**Okuma parçası:**
----------------

Sergen Yalçın önderliğinde lige devam eden Sivasspor, transfer sezonunda fazla aktif değildi. Bütçeleri doğrultusunda düşük bonservis bedelli isimlere yöneldiler. Sergen Yalçın, iddialı açıklamalarıyla hedeflerini belirtiyor; ancak ellerindeki kadro bunu başaracak mı hep birlikte göreceğiz. Hazırlık kamplarında pek isi sinyaller vermediler. Ludogorets'ten transfer edilen Abalo, fark yaratacak bir isim ve Sivasspor'un gol yollarında etkili olacaktır. Karabük'ten Hakan, Erkan ve Yiğit, Kerkyra'dan Setkus, Erciyesspor'dan Orhan ve Fenerbahçe'den Beykan takıma kazandırılan diğer isimler. Kadir, Utaka, Cihan, Abdurrahman, Uğur ve Hakan ise takımdan ayrıldı.

----------------

**Verilen bilgiler:**

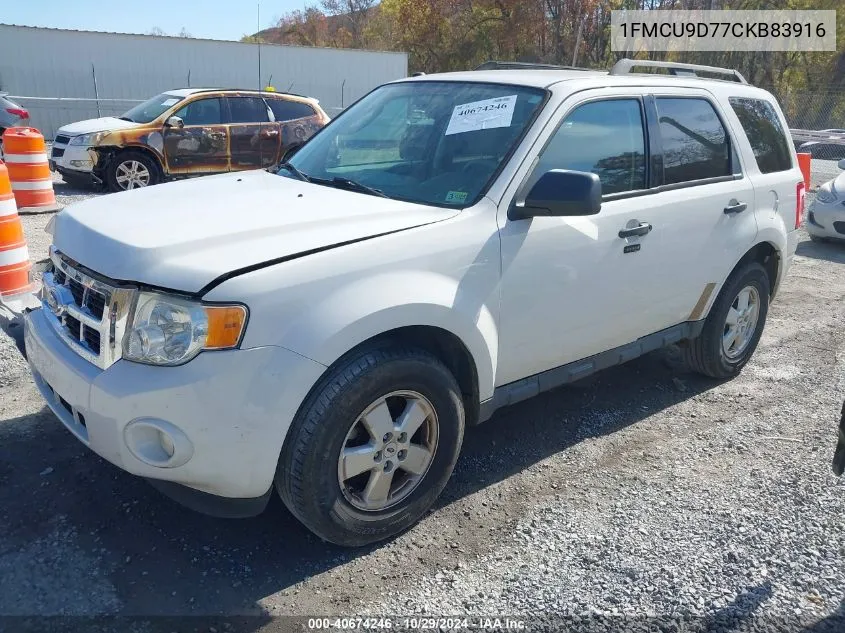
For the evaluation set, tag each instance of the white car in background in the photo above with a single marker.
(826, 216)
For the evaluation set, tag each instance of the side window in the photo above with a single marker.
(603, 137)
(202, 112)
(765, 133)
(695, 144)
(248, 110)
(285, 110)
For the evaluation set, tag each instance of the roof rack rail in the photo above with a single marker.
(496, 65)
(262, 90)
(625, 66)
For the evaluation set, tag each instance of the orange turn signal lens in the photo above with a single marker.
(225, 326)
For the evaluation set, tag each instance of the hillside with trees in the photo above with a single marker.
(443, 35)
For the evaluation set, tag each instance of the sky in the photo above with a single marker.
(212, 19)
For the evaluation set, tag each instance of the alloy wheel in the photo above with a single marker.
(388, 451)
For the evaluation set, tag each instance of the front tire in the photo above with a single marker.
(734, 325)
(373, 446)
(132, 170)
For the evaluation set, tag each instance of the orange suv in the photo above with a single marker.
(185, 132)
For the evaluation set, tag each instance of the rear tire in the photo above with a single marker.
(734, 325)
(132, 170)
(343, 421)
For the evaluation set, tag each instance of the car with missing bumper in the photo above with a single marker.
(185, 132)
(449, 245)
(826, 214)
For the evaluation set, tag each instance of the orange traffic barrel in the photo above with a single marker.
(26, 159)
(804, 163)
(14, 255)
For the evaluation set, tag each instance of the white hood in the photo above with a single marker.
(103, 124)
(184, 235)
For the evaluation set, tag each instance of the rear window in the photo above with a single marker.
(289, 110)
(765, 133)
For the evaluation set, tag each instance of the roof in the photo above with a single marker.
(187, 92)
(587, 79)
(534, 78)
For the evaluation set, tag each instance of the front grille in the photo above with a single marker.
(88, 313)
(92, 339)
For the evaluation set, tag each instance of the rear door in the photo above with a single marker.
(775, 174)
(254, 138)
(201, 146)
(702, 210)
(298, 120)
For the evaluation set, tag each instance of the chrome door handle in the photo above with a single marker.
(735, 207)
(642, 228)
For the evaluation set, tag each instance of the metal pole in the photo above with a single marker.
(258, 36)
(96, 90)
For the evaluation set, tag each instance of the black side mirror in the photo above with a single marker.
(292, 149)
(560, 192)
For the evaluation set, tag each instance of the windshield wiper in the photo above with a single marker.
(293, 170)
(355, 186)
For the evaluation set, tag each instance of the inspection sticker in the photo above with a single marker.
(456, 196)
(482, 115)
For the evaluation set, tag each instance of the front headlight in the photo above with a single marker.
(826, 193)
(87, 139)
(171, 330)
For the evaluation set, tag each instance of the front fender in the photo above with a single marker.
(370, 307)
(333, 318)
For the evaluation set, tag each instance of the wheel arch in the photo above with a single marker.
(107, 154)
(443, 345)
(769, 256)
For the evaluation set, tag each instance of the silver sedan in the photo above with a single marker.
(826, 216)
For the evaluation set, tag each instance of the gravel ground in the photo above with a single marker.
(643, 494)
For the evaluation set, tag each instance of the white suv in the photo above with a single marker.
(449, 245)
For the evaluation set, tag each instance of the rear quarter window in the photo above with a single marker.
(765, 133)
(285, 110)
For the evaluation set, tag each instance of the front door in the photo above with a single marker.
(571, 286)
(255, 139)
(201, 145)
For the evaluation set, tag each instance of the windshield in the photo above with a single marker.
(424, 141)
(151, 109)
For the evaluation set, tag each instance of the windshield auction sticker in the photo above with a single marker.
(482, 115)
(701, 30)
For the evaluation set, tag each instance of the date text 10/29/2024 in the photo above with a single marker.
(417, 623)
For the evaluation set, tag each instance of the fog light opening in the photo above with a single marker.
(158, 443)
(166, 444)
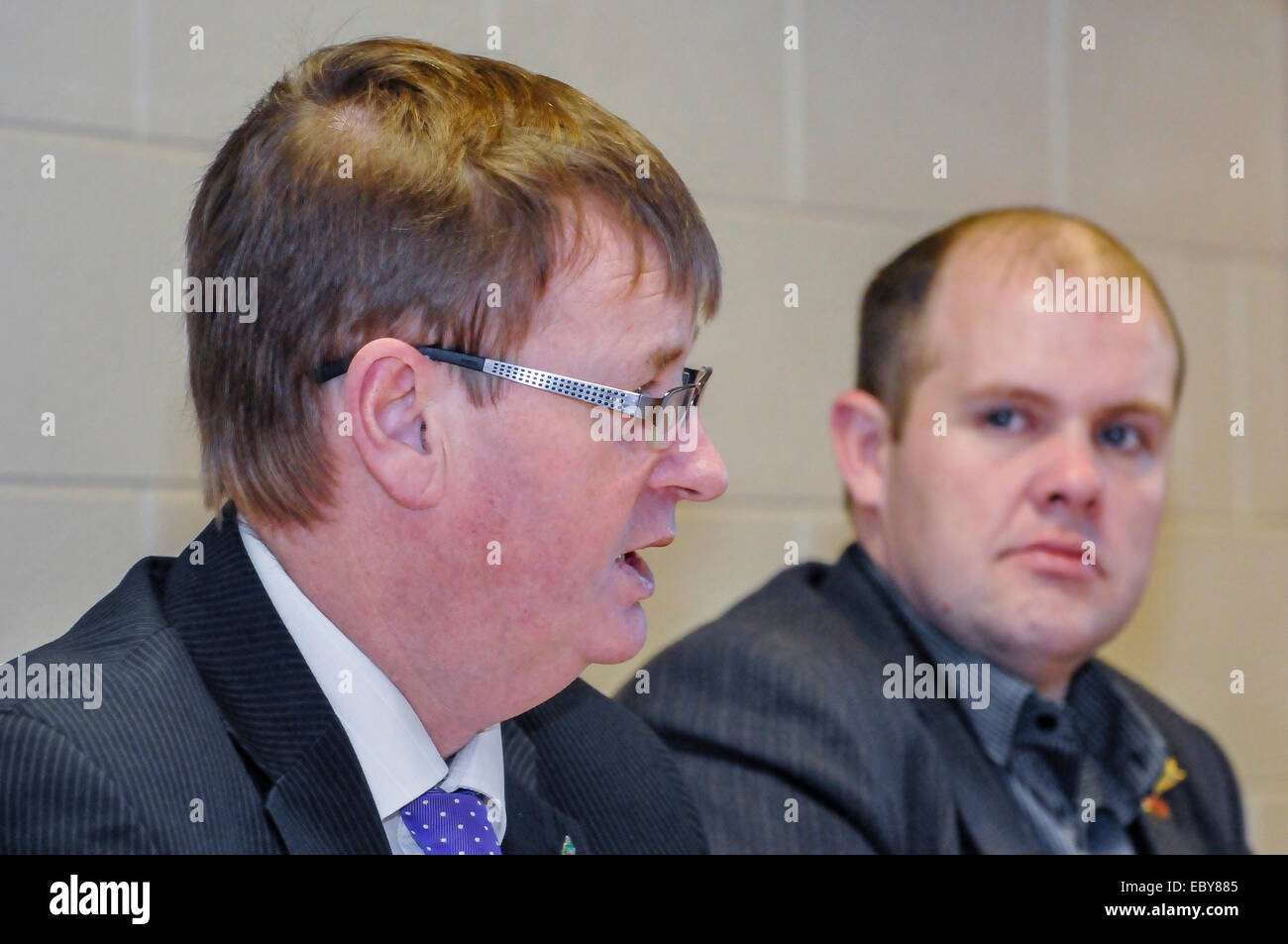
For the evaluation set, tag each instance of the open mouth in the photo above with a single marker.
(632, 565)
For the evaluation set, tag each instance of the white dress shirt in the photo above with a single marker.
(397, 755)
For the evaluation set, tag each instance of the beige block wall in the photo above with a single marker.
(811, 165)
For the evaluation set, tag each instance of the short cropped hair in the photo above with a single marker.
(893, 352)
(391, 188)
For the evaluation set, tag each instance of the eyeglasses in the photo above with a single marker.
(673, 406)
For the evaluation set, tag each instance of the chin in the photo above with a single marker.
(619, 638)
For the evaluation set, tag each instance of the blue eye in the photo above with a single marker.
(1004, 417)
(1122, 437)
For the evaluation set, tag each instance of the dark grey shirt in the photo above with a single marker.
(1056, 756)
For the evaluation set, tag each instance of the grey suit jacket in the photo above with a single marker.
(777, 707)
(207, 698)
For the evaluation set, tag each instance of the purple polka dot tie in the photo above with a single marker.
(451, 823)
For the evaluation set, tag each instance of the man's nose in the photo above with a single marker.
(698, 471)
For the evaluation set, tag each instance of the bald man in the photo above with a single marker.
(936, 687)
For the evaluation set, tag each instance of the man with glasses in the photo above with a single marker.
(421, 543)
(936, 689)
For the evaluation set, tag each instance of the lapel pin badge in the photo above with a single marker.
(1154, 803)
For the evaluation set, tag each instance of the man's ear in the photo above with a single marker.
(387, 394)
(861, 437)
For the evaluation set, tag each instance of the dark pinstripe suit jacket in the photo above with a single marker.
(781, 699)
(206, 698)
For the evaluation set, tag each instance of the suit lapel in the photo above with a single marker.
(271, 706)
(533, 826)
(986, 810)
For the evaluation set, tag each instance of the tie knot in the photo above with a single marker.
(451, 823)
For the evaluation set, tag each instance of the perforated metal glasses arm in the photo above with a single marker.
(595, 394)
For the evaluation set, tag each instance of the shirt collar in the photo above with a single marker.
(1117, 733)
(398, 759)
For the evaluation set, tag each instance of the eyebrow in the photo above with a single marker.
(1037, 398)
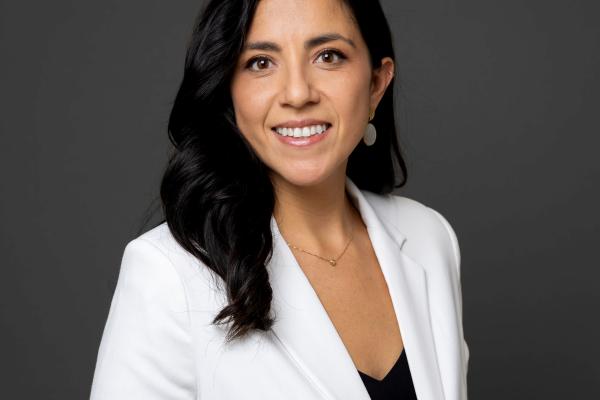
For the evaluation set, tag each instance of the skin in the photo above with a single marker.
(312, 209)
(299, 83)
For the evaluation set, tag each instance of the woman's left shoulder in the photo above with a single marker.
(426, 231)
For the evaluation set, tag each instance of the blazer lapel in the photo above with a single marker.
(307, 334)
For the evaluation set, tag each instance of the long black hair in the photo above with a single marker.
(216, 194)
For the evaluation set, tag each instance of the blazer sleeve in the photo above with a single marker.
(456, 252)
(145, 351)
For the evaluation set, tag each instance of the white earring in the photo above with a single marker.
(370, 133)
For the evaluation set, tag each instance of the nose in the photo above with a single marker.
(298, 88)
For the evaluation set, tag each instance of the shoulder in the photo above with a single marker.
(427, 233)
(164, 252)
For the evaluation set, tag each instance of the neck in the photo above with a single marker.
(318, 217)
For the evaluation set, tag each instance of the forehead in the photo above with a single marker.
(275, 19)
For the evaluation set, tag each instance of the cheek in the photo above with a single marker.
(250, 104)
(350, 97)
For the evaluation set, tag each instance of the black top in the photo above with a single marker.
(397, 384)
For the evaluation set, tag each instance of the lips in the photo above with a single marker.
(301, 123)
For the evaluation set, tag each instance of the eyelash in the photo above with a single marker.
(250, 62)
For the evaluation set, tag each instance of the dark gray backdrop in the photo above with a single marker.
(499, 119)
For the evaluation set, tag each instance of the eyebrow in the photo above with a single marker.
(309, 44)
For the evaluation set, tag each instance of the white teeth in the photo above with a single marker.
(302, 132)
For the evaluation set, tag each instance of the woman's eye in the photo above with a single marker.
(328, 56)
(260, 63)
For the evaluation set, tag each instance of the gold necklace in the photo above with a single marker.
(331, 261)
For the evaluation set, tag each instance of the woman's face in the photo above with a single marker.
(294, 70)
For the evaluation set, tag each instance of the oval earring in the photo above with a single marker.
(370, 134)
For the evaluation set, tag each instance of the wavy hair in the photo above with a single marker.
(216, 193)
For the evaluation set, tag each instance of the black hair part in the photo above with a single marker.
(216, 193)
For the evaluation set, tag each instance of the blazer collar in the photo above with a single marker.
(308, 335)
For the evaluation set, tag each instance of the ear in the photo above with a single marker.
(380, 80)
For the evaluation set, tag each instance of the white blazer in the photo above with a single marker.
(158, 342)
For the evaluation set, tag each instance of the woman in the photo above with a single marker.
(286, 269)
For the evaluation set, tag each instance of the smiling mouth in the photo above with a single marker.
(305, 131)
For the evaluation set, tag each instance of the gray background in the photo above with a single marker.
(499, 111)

----------------

**Alıştırma:** Okuma parçasında "Sergen Yalçın önderliğinde" sözlerinden "ise takımdan ayrıldı." sözlerine kadar uzanan bölümün tamamını hiç değiştirmeden geri yazın. Yanıt verirken yalnızca okuma parçasına dayanın.

**Çözüm:**
Sergen Yalçın önderliğinde lige devam eden Sivasspor, transfer sezonunda fazla aktif değildi. Bütçeleri doğrultusunda düşük bonservis bedelli isimlere yöneldiler. Sergen Yalçın, iddialı açıklamalarıyla hedeflerini belirtiyor; ancak ellerindeki kadro bunu başaracak mı hep birlikte göreceğiz. Hazırlık kamplarında pek isi sinyaller vermediler. Ludogorets'ten transfer edilen Abalo, fark yaratacak bir isim ve Sivasspor'un gol yollarında etkili olacaktır. Karabük'ten Hakan, Erkan ve Yiğit, Kerkyra'dan Setkus, Erciyesspor'dan Orhan ve Fenerbahçe'den Beykan takıma kazandırılan diğer isimler. Kadir, Utaka, Cihan, Abdurrahman, Uğur ve Hakan ise takımdan ayrıldı.